- **DATA EXTRACT**
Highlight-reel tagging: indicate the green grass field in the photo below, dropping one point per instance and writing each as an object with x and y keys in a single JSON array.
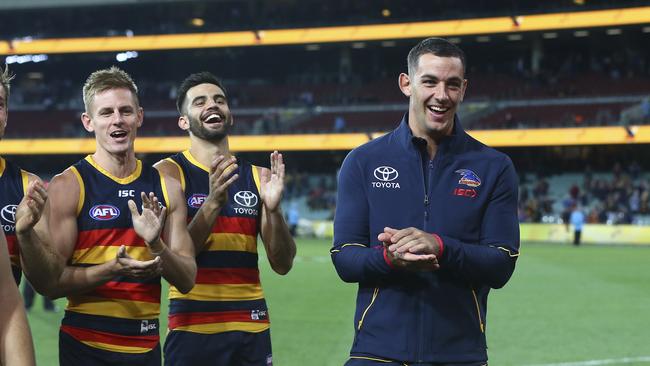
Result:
[{"x": 564, "y": 306}]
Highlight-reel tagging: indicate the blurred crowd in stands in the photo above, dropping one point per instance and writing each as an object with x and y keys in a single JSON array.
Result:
[
  {"x": 576, "y": 83},
  {"x": 621, "y": 196},
  {"x": 176, "y": 16}
]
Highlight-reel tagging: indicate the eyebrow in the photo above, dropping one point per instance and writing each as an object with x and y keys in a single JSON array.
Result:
[{"x": 453, "y": 78}]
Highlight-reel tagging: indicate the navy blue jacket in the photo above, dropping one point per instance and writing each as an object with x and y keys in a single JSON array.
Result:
[{"x": 467, "y": 195}]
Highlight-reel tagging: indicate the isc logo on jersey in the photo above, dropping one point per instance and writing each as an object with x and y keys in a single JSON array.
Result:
[
  {"x": 104, "y": 212},
  {"x": 196, "y": 200},
  {"x": 8, "y": 214}
]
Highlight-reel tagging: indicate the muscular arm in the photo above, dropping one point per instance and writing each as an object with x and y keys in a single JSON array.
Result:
[
  {"x": 278, "y": 242},
  {"x": 178, "y": 262},
  {"x": 61, "y": 218},
  {"x": 491, "y": 261},
  {"x": 354, "y": 259},
  {"x": 16, "y": 346},
  {"x": 40, "y": 261},
  {"x": 202, "y": 223}
]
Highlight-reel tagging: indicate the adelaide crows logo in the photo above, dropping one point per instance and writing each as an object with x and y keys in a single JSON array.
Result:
[{"x": 468, "y": 178}]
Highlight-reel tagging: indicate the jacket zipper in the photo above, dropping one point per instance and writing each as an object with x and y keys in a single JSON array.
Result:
[
  {"x": 478, "y": 311},
  {"x": 374, "y": 296}
]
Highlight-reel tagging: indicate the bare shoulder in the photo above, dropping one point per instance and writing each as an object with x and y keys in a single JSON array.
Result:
[
  {"x": 168, "y": 168},
  {"x": 63, "y": 190},
  {"x": 31, "y": 177}
]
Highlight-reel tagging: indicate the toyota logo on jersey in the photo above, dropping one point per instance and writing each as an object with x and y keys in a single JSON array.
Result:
[
  {"x": 8, "y": 213},
  {"x": 386, "y": 175},
  {"x": 246, "y": 198},
  {"x": 104, "y": 212}
]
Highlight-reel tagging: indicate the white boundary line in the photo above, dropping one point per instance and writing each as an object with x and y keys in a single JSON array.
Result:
[{"x": 617, "y": 361}]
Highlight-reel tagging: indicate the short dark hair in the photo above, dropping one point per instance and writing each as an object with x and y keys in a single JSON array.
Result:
[
  {"x": 193, "y": 80},
  {"x": 437, "y": 46}
]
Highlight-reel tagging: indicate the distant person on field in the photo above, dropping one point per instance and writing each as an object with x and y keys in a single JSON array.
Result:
[
  {"x": 578, "y": 221},
  {"x": 14, "y": 182},
  {"x": 16, "y": 346},
  {"x": 426, "y": 224}
]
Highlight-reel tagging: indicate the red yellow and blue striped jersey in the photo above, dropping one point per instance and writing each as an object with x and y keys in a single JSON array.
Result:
[
  {"x": 228, "y": 294},
  {"x": 122, "y": 314},
  {"x": 13, "y": 185}
]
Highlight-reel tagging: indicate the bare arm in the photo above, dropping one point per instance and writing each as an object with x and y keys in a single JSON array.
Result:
[
  {"x": 40, "y": 261},
  {"x": 201, "y": 225},
  {"x": 61, "y": 214},
  {"x": 278, "y": 242},
  {"x": 178, "y": 259},
  {"x": 16, "y": 346}
]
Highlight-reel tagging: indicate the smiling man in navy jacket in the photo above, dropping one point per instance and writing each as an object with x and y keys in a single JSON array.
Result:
[{"x": 426, "y": 223}]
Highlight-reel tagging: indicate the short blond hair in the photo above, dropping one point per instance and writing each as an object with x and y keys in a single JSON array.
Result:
[
  {"x": 5, "y": 80},
  {"x": 102, "y": 80}
]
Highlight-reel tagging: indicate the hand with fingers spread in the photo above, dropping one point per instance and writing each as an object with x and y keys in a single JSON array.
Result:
[
  {"x": 31, "y": 207},
  {"x": 221, "y": 178},
  {"x": 411, "y": 248},
  {"x": 127, "y": 266},
  {"x": 150, "y": 223},
  {"x": 272, "y": 182}
]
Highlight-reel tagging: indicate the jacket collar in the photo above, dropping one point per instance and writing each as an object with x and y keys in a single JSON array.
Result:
[{"x": 411, "y": 143}]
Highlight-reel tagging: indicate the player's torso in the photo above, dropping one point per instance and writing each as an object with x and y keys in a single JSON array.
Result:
[
  {"x": 228, "y": 294},
  {"x": 124, "y": 307}
]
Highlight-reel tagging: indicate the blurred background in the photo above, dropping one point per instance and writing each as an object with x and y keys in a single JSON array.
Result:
[{"x": 562, "y": 87}]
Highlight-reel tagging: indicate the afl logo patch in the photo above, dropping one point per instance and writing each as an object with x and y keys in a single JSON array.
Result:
[
  {"x": 8, "y": 213},
  {"x": 196, "y": 200},
  {"x": 104, "y": 212}
]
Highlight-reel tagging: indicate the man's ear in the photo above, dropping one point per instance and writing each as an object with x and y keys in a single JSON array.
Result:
[
  {"x": 87, "y": 122},
  {"x": 463, "y": 89},
  {"x": 405, "y": 84},
  {"x": 183, "y": 123},
  {"x": 140, "y": 116}
]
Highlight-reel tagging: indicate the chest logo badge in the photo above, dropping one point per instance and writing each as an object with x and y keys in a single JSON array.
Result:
[
  {"x": 8, "y": 213},
  {"x": 196, "y": 200},
  {"x": 104, "y": 212},
  {"x": 468, "y": 178},
  {"x": 246, "y": 198},
  {"x": 386, "y": 173}
]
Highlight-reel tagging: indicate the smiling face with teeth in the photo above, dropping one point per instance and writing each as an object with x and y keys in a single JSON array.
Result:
[
  {"x": 206, "y": 113},
  {"x": 435, "y": 88},
  {"x": 114, "y": 116}
]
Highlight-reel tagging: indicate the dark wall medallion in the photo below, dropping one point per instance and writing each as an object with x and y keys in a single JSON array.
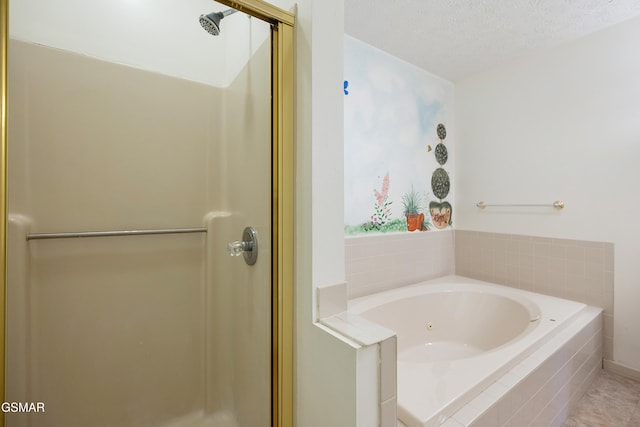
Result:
[
  {"x": 441, "y": 154},
  {"x": 440, "y": 183}
]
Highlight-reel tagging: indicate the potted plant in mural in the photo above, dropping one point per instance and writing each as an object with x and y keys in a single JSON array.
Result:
[
  {"x": 411, "y": 204},
  {"x": 440, "y": 214}
]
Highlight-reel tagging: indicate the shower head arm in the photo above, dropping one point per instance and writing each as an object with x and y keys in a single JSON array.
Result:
[{"x": 228, "y": 12}]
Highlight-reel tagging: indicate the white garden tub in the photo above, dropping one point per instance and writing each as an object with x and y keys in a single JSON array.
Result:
[{"x": 456, "y": 336}]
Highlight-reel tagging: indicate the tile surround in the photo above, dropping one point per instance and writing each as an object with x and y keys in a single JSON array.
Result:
[
  {"x": 543, "y": 389},
  {"x": 381, "y": 262},
  {"x": 573, "y": 269}
]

- **EXERCISE BRIEF**
Among the entries above, which lines include "blue"? List them all.

- **ANSWER BOX**
Highlight-reel tagging: indicate the navy blue jacket in the photo above, dropping one point per instance and writing each as an object with x and y keys in a single JSON array.
Highlight-reel tagging: indicate the red yellow and blue striped jersey in the photo above, dropping one point per instance and writing each as an object with x and y keys in a single JSON array.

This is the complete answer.